§ **Task to carry out**: Name every constituency that appears in the Budget debate passage below.

§ **Selected passage**:
• • •

Through you, Madam Deputy Speaker, I would like to thank the staff of this House for the support they provide to Members of Parliament. Their work over the past 14 years has been invaluable and has supported me in becoming a more effective Member. It is ironic that I am making my last speech in front of you, Madam Deputy Speaker, as we sparred many times on Finance Bills under the last Government. One of the most important roles of any Government is economic stewardship. We need to provide jobs and growth for families and economic stability, which is vital to people’s confidence and well-being. I leave Parliament at the next election knowing that the economic future of my constituency is much more secure than it was five years ago. We should not squander those hard-won gains by losing the next general election.

2.30 pm

John Healey (Wentworth and Dearne) (Lab): It is a pleasure to follow the hon. Member for Fareham (Mr Hoban) in his last speech to the House. Like you, Madam Deputy Speaker, I faced him through the long hours of many long Finance Bills when he was on the shadow Treasury Front Bench. His reflective and loyal speech this afternoon was characteristic of the way he has served his party and Government. It is a shame he is not on the Front Bench this afternoon, because perhaps then he would not be leaving the House come Dissolution.

However, the hon. Gentleman has a problem, because, as the Leader of the Opposition said, this is a Budget that cannot be believed. I shall pick just two things that the Chancellor said during his Budget statement. He said that living standards were higher than when they entered office and that our economy was fundamentally stronger than it was five years ago. The gap has never been greater between their rhetoric and the everyday reality of people’s lives. I want to pursue two arguments that expose some of the rhetoric we heard from the Chancellor and some of the reasons why their long-term

18 Mar 2015 : Column 796

economic plan is failing and why the structural and cyclical weakness of our economy remains five years after they entered office.

There are two principal arguments. First, the Government’s economic policy directly choked off the recovery under way at the last election in May 2010, leading to the slowest economic recovery from recession in this country for 100 years. Secondly, the economic recovery is unbalanced, unequal and unsustainable. The structural weaknesses are still there, despite the rhetoric from the Chancellor—the rabbits coming out of the hat—and the underlying failures of the long-term economic plan are unchanged by this Budget.

Mr Brooks Newmark (Braintree) (Con): I am listening carefully to the right hon. Gentleman, as are many Members opposite. Would he at least acknowledge that running a deficit of more than 10% was unsustainable? It might have fuelled some growth in the short term, but in the long term running a deficit in excess of 10% was not sustainable, and something had to be done about it.

John Healey: There are not many Members opposite, as the hon. Gentleman says. [Interruption.] He will remember, however, that after 10 years of the last Labour Government, before the global financial crisis and recession hit, borrowing and debt were lower than when we entered office. We have a deficit to deal with because of how the Government intervened to pull the country through that deep recession, to keep people in their homes and jobs and to keep firms in business. Of course there is a deficit, and of course it needs to be dealt with. The difference between the parties is that we will deal with it in a more balanced way. There is a choice. We can do it with tax rises that are fair, spending cuts and efficiencies. We will do what we need to do in a more balanced way.

Mr Redwood: Is it not the case that the most significant change after 2008 was the plan, which Labour backed and which the coalition continued with for its first two years, of taking the RBS balance sheet down from £2.2 trillion to £1.5 trillion? Was that not what provided the mighty shock to the British economy? It was something that Labour wanted to do.

• • •

§ **Stored data**:

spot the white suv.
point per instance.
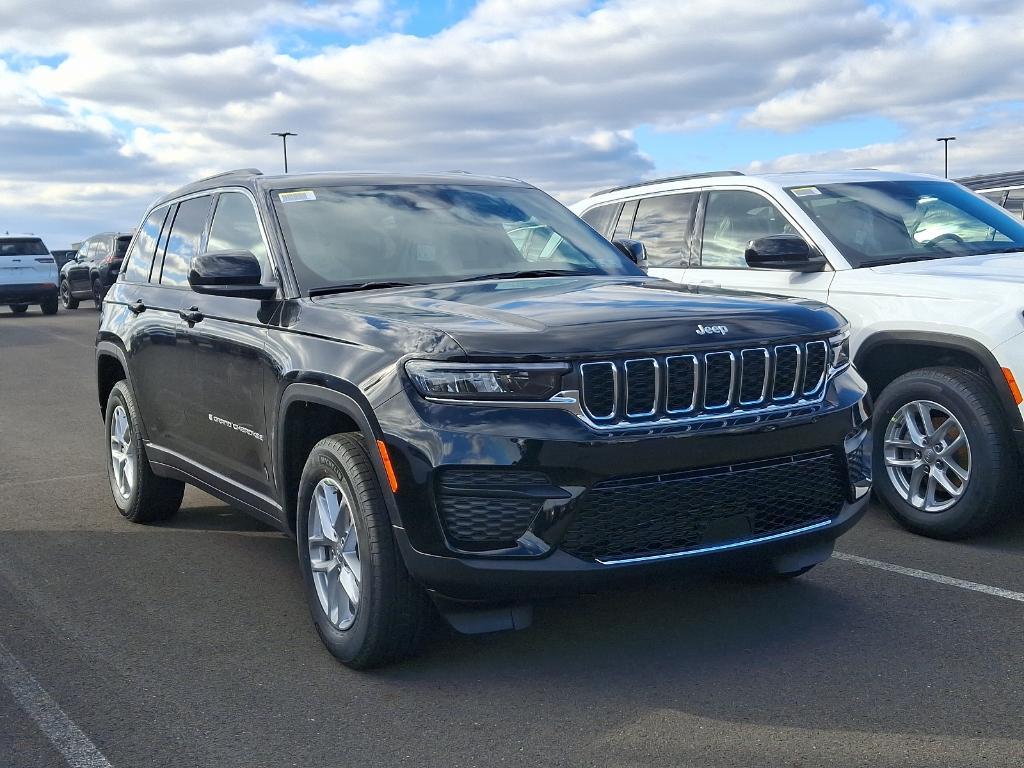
(930, 276)
(28, 273)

• • •

§ **Written reply**: Fareham, Wentworth and Dearne, Braintree